### [Input material]
* * *

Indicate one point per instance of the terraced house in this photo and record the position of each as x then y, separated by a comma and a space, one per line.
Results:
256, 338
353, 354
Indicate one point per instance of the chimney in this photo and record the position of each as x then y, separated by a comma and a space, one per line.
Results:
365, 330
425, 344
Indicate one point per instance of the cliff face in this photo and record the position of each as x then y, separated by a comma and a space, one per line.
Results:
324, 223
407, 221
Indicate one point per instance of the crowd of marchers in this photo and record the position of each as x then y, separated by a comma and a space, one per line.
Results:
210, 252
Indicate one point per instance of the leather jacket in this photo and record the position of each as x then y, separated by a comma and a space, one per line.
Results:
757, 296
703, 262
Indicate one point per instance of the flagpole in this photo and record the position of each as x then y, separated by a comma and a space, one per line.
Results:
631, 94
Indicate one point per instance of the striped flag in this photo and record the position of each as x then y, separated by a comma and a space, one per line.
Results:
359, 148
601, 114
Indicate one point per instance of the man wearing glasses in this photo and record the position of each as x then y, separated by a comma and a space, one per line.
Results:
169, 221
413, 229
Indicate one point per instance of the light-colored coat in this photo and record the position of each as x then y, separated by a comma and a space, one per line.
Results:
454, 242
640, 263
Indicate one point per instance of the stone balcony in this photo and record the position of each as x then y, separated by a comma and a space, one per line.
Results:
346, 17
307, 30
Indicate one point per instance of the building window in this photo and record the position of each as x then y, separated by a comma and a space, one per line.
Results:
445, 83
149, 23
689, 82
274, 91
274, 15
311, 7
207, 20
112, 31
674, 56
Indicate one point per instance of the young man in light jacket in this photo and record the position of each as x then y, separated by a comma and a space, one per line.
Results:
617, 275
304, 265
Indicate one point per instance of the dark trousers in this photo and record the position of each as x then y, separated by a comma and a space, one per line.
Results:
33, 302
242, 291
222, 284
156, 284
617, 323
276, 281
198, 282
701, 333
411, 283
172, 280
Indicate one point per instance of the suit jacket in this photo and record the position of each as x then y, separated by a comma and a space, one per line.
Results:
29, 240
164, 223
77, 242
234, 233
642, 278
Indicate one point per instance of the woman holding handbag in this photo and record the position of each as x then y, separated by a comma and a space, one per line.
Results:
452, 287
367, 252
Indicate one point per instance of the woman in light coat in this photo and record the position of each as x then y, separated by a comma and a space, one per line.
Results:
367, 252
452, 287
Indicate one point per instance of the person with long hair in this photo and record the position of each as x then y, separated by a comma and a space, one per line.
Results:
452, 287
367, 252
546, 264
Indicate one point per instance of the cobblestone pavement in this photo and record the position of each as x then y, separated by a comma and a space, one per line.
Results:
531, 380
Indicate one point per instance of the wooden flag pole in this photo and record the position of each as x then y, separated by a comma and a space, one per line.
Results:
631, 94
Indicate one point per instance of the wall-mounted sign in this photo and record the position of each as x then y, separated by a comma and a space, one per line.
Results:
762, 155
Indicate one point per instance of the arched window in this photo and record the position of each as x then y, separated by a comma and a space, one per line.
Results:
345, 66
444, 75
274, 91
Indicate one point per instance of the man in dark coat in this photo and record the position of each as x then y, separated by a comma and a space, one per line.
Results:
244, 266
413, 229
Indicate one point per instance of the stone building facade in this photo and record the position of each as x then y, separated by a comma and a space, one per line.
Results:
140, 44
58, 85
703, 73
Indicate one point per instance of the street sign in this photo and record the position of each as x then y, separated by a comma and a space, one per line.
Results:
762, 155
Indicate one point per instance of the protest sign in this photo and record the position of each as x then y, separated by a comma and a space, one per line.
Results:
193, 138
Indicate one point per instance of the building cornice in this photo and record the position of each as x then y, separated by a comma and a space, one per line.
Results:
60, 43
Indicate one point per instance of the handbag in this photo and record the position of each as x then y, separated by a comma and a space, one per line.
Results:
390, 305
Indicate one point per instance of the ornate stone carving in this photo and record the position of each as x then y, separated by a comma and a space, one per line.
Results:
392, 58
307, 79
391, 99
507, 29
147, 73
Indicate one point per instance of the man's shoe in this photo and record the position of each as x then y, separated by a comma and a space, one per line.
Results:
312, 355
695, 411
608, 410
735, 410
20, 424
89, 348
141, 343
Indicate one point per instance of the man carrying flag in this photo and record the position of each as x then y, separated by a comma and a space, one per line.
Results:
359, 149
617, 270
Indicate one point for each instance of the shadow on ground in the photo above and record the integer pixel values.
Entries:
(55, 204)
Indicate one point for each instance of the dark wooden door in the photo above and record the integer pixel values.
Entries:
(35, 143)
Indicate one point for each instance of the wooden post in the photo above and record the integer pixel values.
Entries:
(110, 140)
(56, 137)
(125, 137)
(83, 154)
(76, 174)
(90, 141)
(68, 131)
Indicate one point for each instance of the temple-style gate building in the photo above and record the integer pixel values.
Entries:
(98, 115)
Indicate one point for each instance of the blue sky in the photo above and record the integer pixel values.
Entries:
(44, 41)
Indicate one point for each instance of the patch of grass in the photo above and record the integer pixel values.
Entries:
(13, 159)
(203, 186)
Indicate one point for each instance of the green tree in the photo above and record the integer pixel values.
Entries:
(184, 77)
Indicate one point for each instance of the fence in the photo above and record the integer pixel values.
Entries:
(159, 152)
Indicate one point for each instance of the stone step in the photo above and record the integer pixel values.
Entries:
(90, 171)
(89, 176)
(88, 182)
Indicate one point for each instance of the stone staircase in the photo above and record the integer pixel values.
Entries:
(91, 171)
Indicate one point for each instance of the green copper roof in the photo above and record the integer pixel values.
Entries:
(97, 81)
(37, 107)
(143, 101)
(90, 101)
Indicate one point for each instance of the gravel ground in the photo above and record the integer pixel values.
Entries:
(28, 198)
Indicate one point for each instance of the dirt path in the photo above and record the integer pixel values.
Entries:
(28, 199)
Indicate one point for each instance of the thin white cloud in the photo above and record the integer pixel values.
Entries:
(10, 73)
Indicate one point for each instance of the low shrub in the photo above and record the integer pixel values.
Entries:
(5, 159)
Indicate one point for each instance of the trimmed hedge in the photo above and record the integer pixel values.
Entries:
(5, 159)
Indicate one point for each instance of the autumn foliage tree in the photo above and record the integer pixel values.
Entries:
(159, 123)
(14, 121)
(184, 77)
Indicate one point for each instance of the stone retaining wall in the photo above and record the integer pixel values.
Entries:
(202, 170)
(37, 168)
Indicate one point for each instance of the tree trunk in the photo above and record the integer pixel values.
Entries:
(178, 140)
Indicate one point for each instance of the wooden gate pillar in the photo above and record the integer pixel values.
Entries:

* * *

Precisely reproduce all the entries shown above.

Indicate one point per instance of the terraced house in this photo and record the position of each as x then y, separated by a comma and a space, one per line.
Results:
256, 338
353, 354
Indicate one point per instance of the chimney in this photo and record the position of each as x then y, separated by a comma and a space, one per line.
Results:
365, 330
425, 344
Indicate one point per instance of the cliff face in this photo and record the position of each as x then y, separated by a comma and a space, one per line.
Results:
324, 223
407, 221
Indicate one point per instance of the crowd of marchers in this photo and record the position of each as x then y, separated by a comma and a space, one per line.
Results:
210, 252
Indicate one point per instance of the leather jacket in this photo and record the position of each as x then y, separated by a comma and a space, one per line.
Results:
757, 296
703, 262
Indicate one point per instance of the flagpole in this photo and record the position of each as x then y, separated by a comma and a space, one per line.
Results:
631, 94
Indicate one point per instance of the striped flag in this photo and record the position of each as x then y, separated by a comma and a space, one per line.
Results:
359, 148
601, 114
Indicate one point per instance of the man wearing glasses in this photo and record the position of each as x then y, separated by a comma and a space, one per line.
Results:
169, 221
413, 229
Indicate one point per instance of the light-colored coat in this photo and record the position of each as x then y, separated by a comma and a space, one per line.
Results:
454, 242
640, 263
Indicate one point per instance of the stone balcony in this photo and record the position of each as x then y, separated by a comma and a space, one per line.
Results:
346, 17
307, 30
Indicate one point per instance of the building window in this photo and record the position of each as x then y, separated by a comma and a space, one per line.
Results:
445, 83
149, 23
689, 82
274, 91
274, 15
311, 7
207, 20
112, 31
674, 56
Indicate one point per instance of the young man in light jacket in this photo and record the position of each as x then y, separated by a comma and a space, one per line.
Results:
617, 275
304, 265
Indicate one point per instance of the dark trousers in this photo and record the position of each as x then y, separated by a comma and a space, one per line.
Results:
33, 302
242, 291
222, 284
156, 284
617, 323
276, 281
198, 282
701, 333
411, 283
172, 280
Indicate one point per instance of the suit jacket in this photo and record the position of each as x then y, separated by a comma and a space, one per line.
Results:
29, 240
164, 223
77, 242
234, 233
642, 278
Indicate one point per instance of the woman holding handbag in this photo and record the position of each as x then y, separated by a comma and a space, one per line.
Results:
452, 287
367, 252
Indicate one point per instance of the woman in light coat in this photo and record the position of each as x then y, separated by a comma and a space, one per line.
Results:
367, 252
452, 287
Indicate one point per instance of the person with long hair in this photo and record the position of each as x then y, separated by a comma and a space, one per line.
Results:
452, 287
367, 252
546, 264
Indicate one point per instance of the cobblestone pavement in this photo and record the position of each as x then y, separated by a comma and a space, one per line.
Results:
531, 380
Indicate one point per instance of the wooden flag pole in this photo and record the position of each as x then y, separated by a comma and a space, one per line.
Results:
631, 94
Indicate one point per instance of the wall-mounted sign in this photo and record the position of each as x then y, separated by a comma and a space, one per line.
Results:
762, 155
Indicate one point per instance of the arched window in this photo and record the position of each as x then y, separated by a comma and a space, one per line.
Results:
345, 66
444, 75
274, 91
Indicate one point per instance of the man in dark coat in this photo and record the position of each as x then y, separated by a comma and a space, one per line.
Results:
244, 266
413, 229
Indicate one point per instance of the stone building facade in this photo and record the position of each as x then y, separated by a comma and a space, one per line.
Results:
140, 44
58, 85
703, 73
Indicate one point per instance of the street sign in this photo and record the position of each as x then y, separated by a comma and a space, one per line.
Results:
762, 155
Indicate one point per instance of the protest sign in this photo and record the position of each as x then y, separated by a comma and a space, one per line.
Results:
193, 138
Indicate one point per instance of the building cornice in this photo and record the position of each as x then y, separated by a comma and a space, one per line.
Results:
60, 43
Indicate one point per instance of the handbag in this photo and record the position of each as x then y, separated by a comma and a space, one per line.
Results:
390, 305
Indicate one point per instance of the ornate stone carving in this photo and record the position of each as x then y, separated by a comma and a space, one per line.
Results:
392, 58
307, 79
391, 99
507, 29
147, 73
Indicate one point per instance of the man's shoe in this photo and record the position of each as x then y, separated by a comma and a space, one per line.
Results:
312, 355
695, 411
608, 410
735, 410
20, 424
89, 348
141, 343
Indicate one point per instance of the man carrying flag in this photo and record the position of each as x then y, separated by a comma and a space, one per line.
Results:
359, 149
617, 270
Indicate one point for each instance of the shadow on ground in the photo above and record the integer pixel values.
Entries:
(55, 204)
Indicate one point for each instance of the dark wooden door in the photo above and record the integer pixel values.
Entries:
(35, 143)
Indicate one point for each instance of the wooden post in the photo above and record the integer pixel values.
Entries:
(110, 140)
(56, 137)
(125, 137)
(83, 154)
(76, 174)
(90, 141)
(68, 131)
Indicate one point for each instance of the temple-style gate building in the photo above and record the integer pixel values.
Entries:
(98, 115)
Indicate one point for each instance of the blue sky in the photo above and record the integer pixel values.
Entries:
(44, 41)
Indicate one point for each instance of the patch of grass in the photo above and record the integer pixel values.
Entries:
(13, 159)
(203, 186)
Indicate one point for each instance of the green tree in the photo above and record the integer pixel values.
Entries:
(184, 77)
Indicate one point for each instance of the fence in the photo above and record the integer pixel values.
Entries:
(159, 152)
Indicate one point for each instance of the stone step in the photo above and record the integer pixel values.
Entries:
(90, 171)
(89, 176)
(88, 182)
Indicate one point for each instance of the stone staircase in the photo above and record the integer pixel values.
Entries:
(91, 171)
Indicate one point for each instance of the green copper roof in the photo above and record the integer pixel values.
Entries:
(97, 81)
(37, 107)
(143, 101)
(90, 101)
Indicate one point for each instance of the gravel ground in the photo above and record the integer pixel values.
Entries:
(28, 198)
Indicate one point for each instance of the dirt path in the photo above and record the integer pixel values.
Entries:
(28, 199)
Indicate one point for each instance of the thin white cloud in the photo above and record the integer pixel values.
Entries:
(10, 73)
Indicate one point for each instance of the low shrub in the photo above and record the integer pixel values.
Entries:
(5, 159)
Indicate one point for each instance of the trimmed hedge in the photo above and record the integer pixel values.
Entries:
(5, 159)
Indicate one point for each instance of the autumn foliage tree in the photo above and record the integer pixel values.
Entries:
(159, 123)
(14, 121)
(184, 77)
Indicate one point for each instance of the stone retaining wall in the photo above and record the integer pixel values.
Entries:
(202, 170)
(37, 168)
Indicate one point for each instance of the tree trunk in the photo above and record the integer pixel values.
Entries:
(178, 140)
Indicate one point for each instance of the wooden gate pillar in the photo above and record the integer pixel values.
Entries:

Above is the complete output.